→ **Sección del documento**:

Gramática de La Habana


Tiene que haber sido en 1958, en otoño. Cielos grises y llovizna con olor a iones. Una tarde de paz, la última del siglo XX. Por supuesto, jueves. Por supuesto, La Habana.
 
La avenida más moderna de las Américas. Calle 23, una cifra mágica. Los autos del año que viene, del que no vino, del que nunca vendría.
 
Chasis reflejados sobre el asfalto húmedo, a la espera de un cambio de luces bajo el semáforo de Calle G. Otra letra mágica.
 
Todo el abecedario entonces lo era, mágico.
 
Todo el vocabulario, también.
 
Toda la gramática de aquella década lo fue. Magia material, milagro sin truco. Una ciudad construida a golpes de corazón del último pueblo libre de las Américas.
 
Manzanas cuadriculares, rotondas de proporciones áureas, propiedades horizontales, edificios en los que se curva el concreto, con amor, como si fuera goma de mascar.

→ **Registros de datos**:
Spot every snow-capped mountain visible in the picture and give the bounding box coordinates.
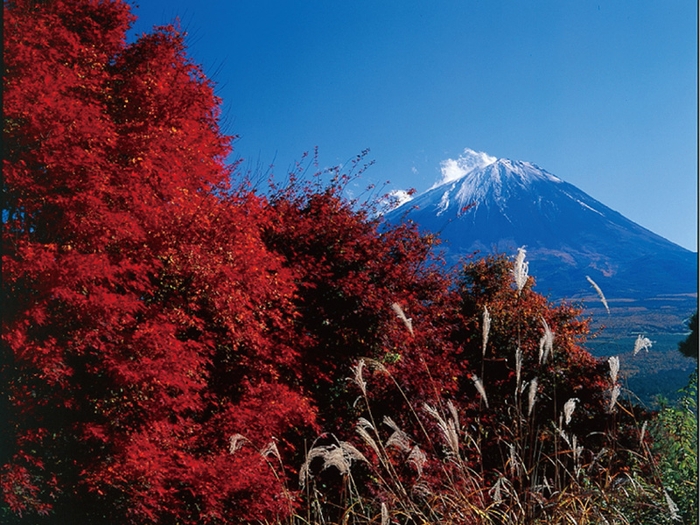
[386,150,697,299]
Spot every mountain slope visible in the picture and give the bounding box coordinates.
[386,150,697,299]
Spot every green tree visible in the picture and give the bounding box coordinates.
[678,311,698,359]
[652,370,698,524]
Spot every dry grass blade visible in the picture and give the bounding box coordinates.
[408,445,428,478]
[384,416,411,452]
[540,317,554,363]
[349,359,367,396]
[586,275,610,315]
[634,334,652,355]
[564,397,579,425]
[381,502,389,525]
[527,377,537,416]
[481,306,491,356]
[391,303,413,335]
[299,441,369,488]
[608,385,620,413]
[472,374,489,408]
[260,441,282,463]
[423,403,459,456]
[608,356,620,384]
[228,434,248,454]
[513,247,528,293]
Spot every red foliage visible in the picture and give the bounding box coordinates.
[1,0,317,523]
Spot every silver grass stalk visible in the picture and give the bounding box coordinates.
[481,306,491,356]
[639,421,647,447]
[472,374,489,408]
[664,489,681,521]
[260,441,282,463]
[508,443,521,477]
[586,275,610,315]
[564,397,579,425]
[423,403,459,456]
[540,317,554,363]
[384,416,411,452]
[559,426,571,446]
[355,418,381,457]
[634,334,652,355]
[527,377,537,416]
[228,434,248,454]
[513,246,528,293]
[447,399,461,432]
[408,445,428,478]
[299,441,369,488]
[571,434,583,465]
[352,359,367,396]
[391,303,413,335]
[489,478,503,505]
[608,356,620,384]
[608,385,620,413]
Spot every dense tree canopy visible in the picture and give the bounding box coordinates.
[0,0,656,524]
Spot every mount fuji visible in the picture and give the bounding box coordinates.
[385,150,698,301]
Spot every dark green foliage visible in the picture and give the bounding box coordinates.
[652,372,698,524]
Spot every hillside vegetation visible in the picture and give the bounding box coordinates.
[0,0,697,525]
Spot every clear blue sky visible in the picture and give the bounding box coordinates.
[129,0,698,250]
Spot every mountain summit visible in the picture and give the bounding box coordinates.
[386,150,697,299]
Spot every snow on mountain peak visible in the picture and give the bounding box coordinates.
[430,148,498,189]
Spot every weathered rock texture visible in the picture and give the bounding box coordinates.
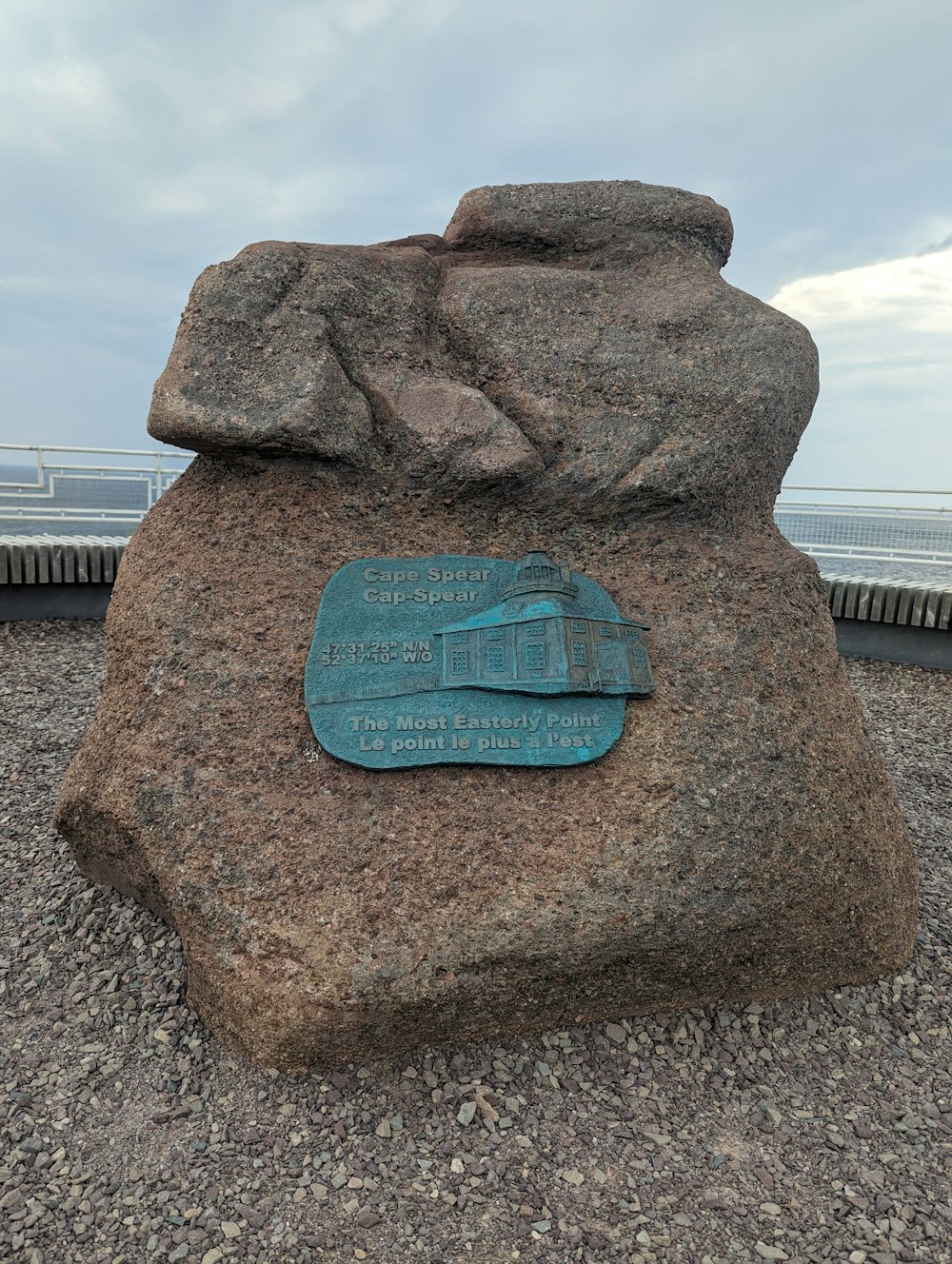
[58,182,915,1069]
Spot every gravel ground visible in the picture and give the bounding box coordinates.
[0,622,952,1264]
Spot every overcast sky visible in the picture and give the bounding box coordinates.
[0,0,952,488]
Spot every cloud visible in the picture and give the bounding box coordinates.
[770,244,952,334]
[770,247,952,493]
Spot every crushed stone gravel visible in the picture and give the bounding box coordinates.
[0,621,952,1264]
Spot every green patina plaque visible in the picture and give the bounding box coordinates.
[305,552,654,768]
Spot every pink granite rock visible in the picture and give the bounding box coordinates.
[57,181,915,1069]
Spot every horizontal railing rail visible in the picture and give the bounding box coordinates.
[774,484,952,567]
[0,455,952,569]
[0,444,193,527]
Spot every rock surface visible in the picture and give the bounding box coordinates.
[58,182,915,1069]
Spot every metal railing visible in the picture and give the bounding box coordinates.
[0,444,193,527]
[0,444,952,569]
[774,485,952,567]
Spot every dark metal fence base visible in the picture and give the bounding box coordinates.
[833,620,952,671]
[0,584,112,623]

→ **Tarea breve**:
Continúe el texto sobre La Habana a partir de su última oración. El listado no guarda relación alguna con el texto sobre La Habana.

→ **Respuesta**:
 
Espacios pulcros, donde cada cubano cuenta y solo la basura es invisible. Espacios imaginarios, atravesados por la locura radiofónica y televisada de las ondas electromagnéticas. 
 
Todos íbamos a ser protagonistas. Todos estábamos a punto de ser canonizados.
 
“Una cubana típica cruza 23, de la cuneta al contén. Todo en ella es feminidad, cosa fina civil, modas y modales en un solo gesto”. 
 
Esa ciudadana clásica no está sola. Más allá del golpe de flash, que la aísla de su contexto urbano, a nuestra protagonista la acompaña una nación en pleno apogeo. 
 
Es octubre de 1958 y Cuba quiere vivir y vive. Hay calma y construcciones por todas partes. Ilusión e inversiones por todas partes. Se capta en el encuadre al azar que hay movimiento. Todos pueden dejar de ser los que son, todos pueden convertirse en otros. 
 
Por eso la libertad no es necesaria, porque se habita en la libertad con cada pisada. Los balcones con vista al mar son sus tribunas. Estamos en familia, mientras en cada esquina y en cada maquillaje se respira un otoñal aire de contemporaneidad.
 
Una cubana típica se empina sobre sus puyas norteamericanas de importación europea. Su sombrilla de lujo le sirve de bastón. Es una profesional que va o viene de su trabajo, como podría ir o venir de su hogar.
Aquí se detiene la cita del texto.